++++ Given information

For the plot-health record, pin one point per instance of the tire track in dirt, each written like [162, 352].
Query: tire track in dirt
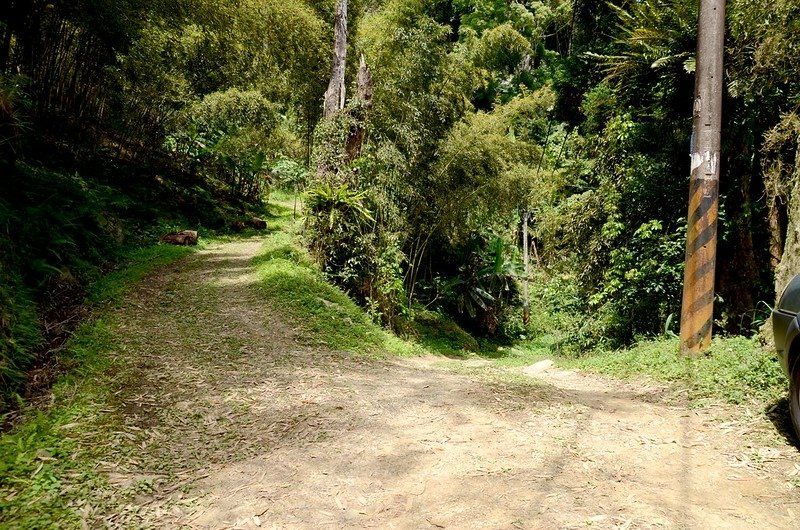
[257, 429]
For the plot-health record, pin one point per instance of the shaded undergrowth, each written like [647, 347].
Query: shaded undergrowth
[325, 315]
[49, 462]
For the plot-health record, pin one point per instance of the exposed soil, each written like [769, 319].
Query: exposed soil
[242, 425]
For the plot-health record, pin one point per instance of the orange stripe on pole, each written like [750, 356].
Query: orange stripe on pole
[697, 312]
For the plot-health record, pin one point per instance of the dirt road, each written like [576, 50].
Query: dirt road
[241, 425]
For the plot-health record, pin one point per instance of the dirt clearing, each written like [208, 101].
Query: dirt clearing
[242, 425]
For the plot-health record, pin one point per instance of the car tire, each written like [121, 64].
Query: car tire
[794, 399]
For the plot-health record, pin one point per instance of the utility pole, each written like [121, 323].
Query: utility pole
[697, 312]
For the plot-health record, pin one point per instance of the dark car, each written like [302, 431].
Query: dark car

++++++++

■ Exercise prompt: In the entries above, find each line with the word "point" and copy it.

■ Task solution:
For the plot-health record, pin one point per instance of the tire track in dirt, each written like [162, 352].
For the plot-health record, pin one point per instance of the shaded undergrowth, each written like [647, 347].
For the plot-health record, pin one point per instance of the exposed soil, each written like [769, 319].
For the plot-health record, pin one point per instance of the orange stripe on pole, each written like [750, 356].
For the plot-health record, pin one point per instance of the dirt road, each written like [576, 50].
For the plot-health record, pin one point per instance of the dirt clearing, each written like [208, 101].
For the plot-health record, pin one point per instance of the car tire, each written like [121, 64].
For the plot-health record, pin one point per instance of the utility pole, each written like [121, 323].
For the plot-health record, pin one point per instance of the dark car, each written like [302, 431].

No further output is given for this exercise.